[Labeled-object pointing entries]

◇ ◇ ◇ ◇ ◇ ◇ ◇

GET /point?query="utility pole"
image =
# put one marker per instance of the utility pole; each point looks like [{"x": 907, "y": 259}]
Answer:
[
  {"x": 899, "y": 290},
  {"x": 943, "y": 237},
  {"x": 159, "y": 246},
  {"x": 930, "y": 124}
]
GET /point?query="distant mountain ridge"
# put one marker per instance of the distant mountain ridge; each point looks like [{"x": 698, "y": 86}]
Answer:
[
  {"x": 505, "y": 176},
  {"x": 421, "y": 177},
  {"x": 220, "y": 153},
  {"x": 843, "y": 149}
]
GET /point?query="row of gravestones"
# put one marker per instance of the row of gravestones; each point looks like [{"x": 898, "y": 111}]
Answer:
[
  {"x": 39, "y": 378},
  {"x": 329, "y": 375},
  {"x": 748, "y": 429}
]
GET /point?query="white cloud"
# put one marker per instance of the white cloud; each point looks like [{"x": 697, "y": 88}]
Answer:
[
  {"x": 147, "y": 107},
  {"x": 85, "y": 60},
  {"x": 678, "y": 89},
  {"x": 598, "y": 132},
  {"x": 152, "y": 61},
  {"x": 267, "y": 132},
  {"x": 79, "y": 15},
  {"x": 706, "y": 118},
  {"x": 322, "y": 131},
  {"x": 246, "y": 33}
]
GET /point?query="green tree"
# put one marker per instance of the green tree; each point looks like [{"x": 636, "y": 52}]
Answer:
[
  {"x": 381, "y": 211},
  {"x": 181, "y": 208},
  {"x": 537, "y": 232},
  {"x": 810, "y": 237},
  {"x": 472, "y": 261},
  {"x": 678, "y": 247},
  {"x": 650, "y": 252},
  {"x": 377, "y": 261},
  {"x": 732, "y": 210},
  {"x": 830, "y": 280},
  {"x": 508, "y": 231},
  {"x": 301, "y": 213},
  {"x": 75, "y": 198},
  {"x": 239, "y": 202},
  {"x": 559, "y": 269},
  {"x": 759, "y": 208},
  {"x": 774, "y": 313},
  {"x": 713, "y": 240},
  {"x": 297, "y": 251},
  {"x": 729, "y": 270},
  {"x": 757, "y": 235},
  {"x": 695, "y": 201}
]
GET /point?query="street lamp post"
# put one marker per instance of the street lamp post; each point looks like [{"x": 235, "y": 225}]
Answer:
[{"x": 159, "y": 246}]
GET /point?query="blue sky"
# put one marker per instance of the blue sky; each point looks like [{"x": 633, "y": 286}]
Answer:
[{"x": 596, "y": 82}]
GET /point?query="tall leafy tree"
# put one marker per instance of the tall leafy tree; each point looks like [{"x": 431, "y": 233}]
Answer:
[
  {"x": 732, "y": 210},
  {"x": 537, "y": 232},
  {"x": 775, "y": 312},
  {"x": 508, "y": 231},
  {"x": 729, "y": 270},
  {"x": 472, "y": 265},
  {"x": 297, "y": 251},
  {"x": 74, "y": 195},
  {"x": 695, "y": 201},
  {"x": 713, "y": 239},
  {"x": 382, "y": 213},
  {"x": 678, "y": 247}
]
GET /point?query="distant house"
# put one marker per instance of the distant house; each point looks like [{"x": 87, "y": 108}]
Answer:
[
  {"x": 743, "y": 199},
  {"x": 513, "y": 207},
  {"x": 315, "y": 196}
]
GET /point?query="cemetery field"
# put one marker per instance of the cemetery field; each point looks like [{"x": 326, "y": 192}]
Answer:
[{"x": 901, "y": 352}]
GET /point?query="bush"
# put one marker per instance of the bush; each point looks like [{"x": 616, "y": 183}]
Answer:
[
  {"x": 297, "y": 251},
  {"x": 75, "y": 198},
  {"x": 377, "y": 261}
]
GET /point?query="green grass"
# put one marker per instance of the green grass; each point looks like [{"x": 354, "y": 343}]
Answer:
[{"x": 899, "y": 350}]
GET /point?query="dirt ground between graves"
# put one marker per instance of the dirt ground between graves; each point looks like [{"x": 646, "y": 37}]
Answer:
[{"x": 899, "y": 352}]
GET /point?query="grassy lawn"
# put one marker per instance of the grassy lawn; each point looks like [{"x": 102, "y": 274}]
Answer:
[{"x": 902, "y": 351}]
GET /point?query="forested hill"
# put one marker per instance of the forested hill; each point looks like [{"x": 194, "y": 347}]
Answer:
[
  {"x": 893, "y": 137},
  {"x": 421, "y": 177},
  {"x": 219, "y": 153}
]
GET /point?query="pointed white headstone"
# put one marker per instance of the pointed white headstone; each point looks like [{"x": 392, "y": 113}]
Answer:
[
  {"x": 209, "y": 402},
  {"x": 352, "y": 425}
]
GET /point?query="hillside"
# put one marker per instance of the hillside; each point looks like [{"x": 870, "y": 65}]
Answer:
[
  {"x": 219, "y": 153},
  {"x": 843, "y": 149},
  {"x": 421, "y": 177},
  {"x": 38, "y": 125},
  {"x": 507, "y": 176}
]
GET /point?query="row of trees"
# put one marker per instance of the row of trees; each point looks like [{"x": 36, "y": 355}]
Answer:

◇ ◇ ◇ ◇ ◇ ◇ ◇

__What is expected__.
Report how many lines of the data contain the string "grassy". Give only the number.

__Worked solution__.
2